Begin

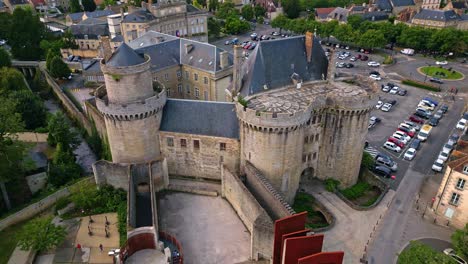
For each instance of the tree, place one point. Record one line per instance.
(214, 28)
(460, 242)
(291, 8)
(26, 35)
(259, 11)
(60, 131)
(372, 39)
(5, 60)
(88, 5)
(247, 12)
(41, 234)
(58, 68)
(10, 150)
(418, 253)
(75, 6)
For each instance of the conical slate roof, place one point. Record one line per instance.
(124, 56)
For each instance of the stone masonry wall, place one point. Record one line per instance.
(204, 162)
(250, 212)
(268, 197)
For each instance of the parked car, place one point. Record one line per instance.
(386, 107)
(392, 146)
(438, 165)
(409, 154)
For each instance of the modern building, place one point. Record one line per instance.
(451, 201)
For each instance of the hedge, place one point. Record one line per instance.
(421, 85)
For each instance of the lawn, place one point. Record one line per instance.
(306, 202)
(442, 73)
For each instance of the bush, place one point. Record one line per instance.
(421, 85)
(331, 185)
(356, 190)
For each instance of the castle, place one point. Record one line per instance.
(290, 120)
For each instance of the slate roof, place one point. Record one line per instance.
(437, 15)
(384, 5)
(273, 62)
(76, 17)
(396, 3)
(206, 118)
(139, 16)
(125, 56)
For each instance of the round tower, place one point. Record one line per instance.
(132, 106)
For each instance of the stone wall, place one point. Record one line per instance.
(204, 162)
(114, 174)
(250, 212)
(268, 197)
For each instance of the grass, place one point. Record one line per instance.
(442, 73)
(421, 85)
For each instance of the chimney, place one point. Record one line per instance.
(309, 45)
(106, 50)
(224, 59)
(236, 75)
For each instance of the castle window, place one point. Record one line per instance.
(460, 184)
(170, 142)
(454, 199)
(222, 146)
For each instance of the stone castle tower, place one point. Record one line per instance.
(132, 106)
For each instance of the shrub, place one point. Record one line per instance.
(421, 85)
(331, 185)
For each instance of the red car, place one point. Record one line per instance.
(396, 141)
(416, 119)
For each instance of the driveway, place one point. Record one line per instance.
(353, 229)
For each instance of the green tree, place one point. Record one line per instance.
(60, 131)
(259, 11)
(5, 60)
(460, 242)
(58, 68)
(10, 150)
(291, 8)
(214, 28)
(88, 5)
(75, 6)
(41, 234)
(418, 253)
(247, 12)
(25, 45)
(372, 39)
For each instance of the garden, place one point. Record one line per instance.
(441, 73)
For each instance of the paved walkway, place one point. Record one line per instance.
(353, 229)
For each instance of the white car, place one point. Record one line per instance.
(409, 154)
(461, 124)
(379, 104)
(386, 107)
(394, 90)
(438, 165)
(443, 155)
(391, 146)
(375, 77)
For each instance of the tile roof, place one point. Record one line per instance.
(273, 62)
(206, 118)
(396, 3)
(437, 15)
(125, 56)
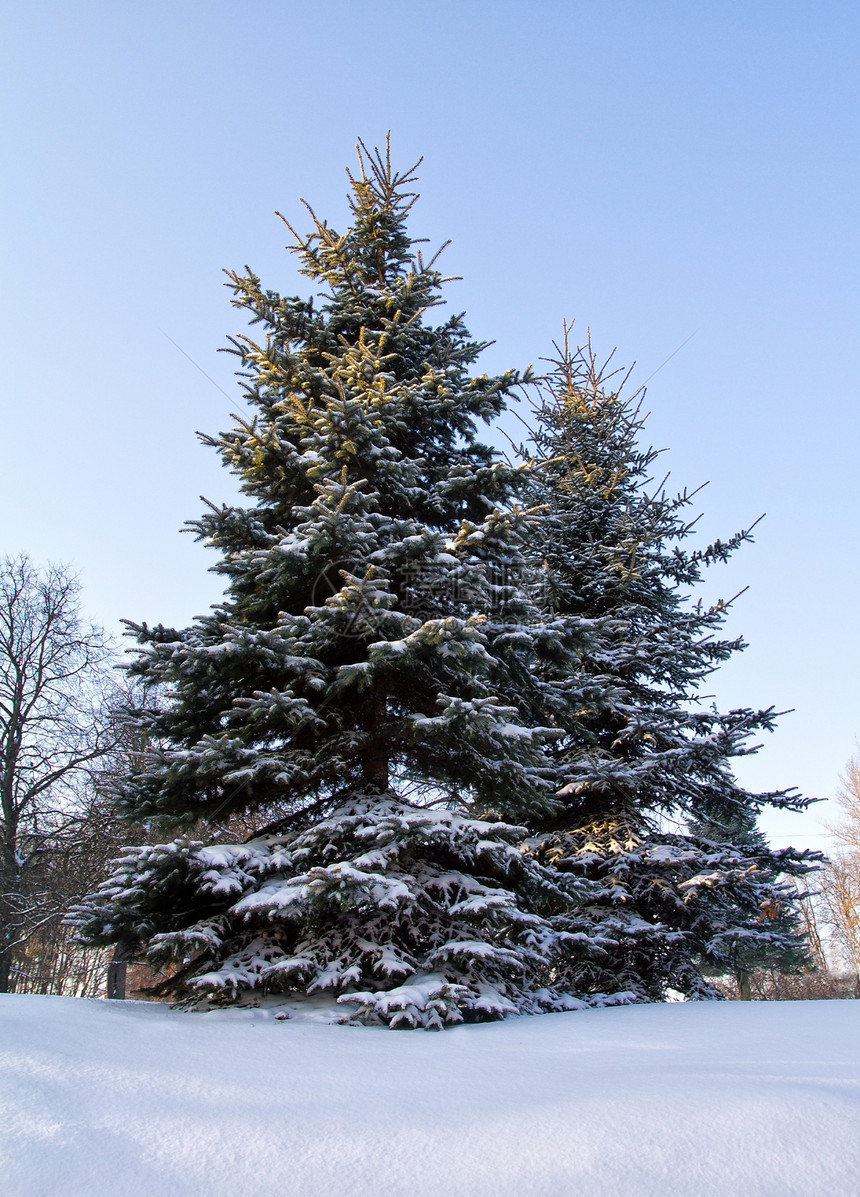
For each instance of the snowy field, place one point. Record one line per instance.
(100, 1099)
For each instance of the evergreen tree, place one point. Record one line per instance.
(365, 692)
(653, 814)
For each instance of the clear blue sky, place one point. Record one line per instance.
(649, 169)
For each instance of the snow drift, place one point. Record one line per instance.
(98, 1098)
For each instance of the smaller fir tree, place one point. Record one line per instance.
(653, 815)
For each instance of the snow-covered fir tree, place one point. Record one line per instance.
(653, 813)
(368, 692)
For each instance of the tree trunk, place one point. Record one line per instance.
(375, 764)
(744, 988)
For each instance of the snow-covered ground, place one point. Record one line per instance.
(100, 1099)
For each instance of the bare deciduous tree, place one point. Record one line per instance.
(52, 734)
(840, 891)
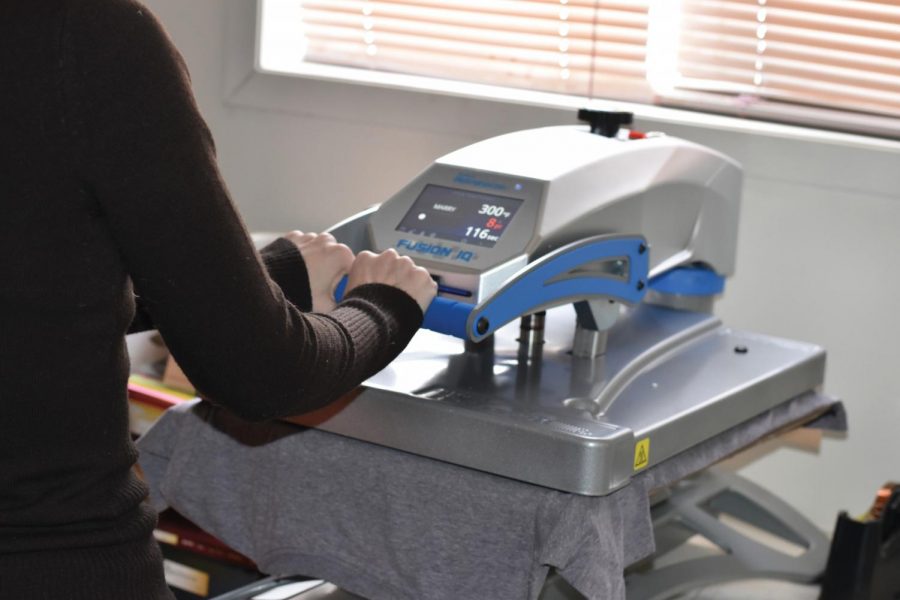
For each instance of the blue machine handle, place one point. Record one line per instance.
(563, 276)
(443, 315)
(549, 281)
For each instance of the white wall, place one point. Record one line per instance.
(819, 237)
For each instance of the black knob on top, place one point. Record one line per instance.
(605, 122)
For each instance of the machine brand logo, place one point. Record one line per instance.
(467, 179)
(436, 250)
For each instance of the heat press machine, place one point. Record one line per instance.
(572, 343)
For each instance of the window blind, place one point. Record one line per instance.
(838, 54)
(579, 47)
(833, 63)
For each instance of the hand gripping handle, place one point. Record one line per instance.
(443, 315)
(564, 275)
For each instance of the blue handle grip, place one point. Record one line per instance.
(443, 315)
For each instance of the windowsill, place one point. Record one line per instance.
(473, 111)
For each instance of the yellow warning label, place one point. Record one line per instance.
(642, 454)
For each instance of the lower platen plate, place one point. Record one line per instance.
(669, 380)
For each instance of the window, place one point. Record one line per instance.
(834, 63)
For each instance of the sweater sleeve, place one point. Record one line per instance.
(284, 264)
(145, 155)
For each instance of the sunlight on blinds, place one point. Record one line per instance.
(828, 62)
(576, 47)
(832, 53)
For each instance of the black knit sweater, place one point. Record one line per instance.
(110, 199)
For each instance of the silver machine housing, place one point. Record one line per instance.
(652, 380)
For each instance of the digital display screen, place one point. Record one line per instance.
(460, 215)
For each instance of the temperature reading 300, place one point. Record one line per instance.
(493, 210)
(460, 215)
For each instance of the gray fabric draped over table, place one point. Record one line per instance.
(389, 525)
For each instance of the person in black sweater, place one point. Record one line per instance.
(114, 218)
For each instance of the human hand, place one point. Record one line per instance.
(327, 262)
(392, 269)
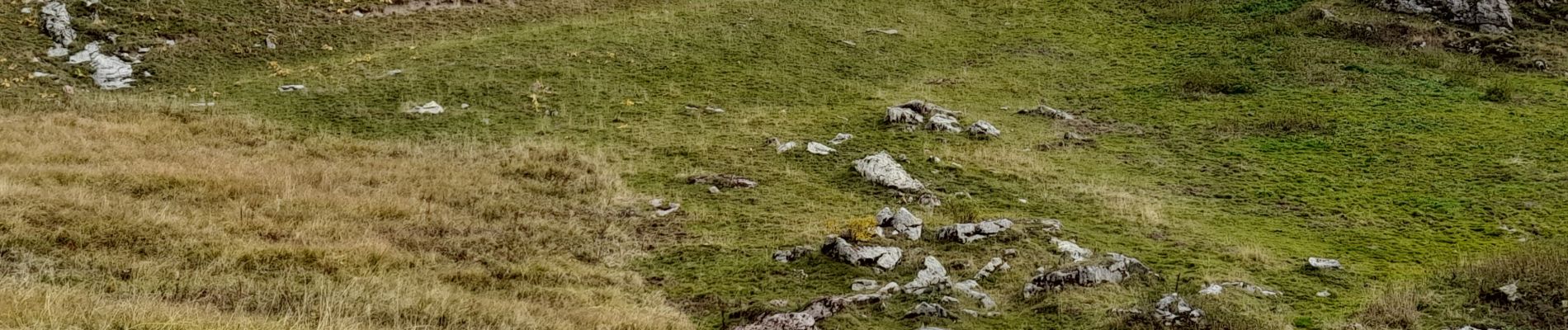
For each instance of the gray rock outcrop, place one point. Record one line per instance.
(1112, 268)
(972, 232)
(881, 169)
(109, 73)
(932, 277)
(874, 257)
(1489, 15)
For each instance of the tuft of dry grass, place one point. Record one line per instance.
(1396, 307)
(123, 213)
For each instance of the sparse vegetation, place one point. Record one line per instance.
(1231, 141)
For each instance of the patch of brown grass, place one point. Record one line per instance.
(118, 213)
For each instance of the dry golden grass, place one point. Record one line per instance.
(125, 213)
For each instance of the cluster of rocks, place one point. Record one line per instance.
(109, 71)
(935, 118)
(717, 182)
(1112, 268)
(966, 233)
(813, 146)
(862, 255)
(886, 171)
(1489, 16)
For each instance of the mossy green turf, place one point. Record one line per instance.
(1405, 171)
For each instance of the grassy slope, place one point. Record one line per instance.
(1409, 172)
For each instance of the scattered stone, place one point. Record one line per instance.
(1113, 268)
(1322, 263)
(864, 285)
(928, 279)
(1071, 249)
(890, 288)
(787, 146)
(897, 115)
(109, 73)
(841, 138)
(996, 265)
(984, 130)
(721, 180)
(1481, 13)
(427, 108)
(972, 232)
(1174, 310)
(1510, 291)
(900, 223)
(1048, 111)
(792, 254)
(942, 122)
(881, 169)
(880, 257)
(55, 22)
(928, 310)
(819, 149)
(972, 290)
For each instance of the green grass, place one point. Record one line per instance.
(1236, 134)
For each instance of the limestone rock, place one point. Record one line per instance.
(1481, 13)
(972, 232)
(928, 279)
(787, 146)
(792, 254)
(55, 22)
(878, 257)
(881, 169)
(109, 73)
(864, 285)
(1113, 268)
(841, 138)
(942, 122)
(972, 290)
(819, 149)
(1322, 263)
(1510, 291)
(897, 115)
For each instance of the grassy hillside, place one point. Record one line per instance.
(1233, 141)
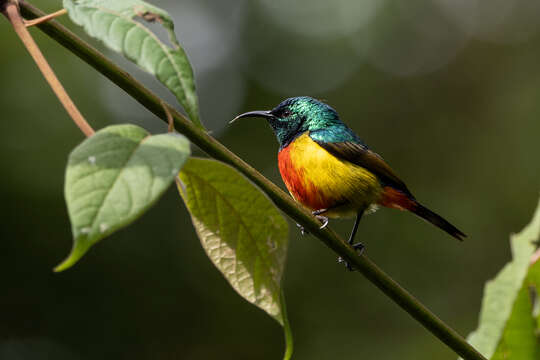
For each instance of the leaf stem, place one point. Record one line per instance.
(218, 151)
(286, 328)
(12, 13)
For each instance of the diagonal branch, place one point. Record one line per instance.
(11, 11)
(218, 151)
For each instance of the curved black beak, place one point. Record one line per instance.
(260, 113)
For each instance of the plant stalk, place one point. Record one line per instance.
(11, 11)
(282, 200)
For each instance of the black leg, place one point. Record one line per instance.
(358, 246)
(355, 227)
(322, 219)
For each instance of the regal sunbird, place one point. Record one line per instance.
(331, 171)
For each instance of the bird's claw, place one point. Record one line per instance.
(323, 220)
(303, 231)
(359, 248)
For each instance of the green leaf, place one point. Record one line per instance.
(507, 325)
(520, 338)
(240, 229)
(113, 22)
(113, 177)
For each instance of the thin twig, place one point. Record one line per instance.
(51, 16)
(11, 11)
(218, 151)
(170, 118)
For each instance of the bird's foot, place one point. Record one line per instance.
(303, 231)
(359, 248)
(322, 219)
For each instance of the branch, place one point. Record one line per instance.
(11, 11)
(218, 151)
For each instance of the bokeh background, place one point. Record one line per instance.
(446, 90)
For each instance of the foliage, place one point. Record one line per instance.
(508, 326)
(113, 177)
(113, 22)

End

Required work: Put the lines from the one containing "For each instance of the thin" through the last line into a numbered list, leaving out any blank lines.

Right answer:
1. For each instance of the thin twig, place one point. Record one line per instance.
2. (51, 16)
3. (11, 11)
4. (218, 151)
5. (170, 118)
6. For each instance of the bird's foot, place one point. Record one line per instance.
7. (303, 231)
8. (359, 248)
9. (322, 219)
10. For each instance of the branch, place one point. Record one line per instance.
11. (11, 11)
12. (218, 151)
13. For each instance of the bokeh background, place one point. Record one line per instance.
14. (446, 90)
15. For each instance of the foliage, place one point. Record one line per instance.
16. (508, 326)
17. (113, 177)
18. (113, 22)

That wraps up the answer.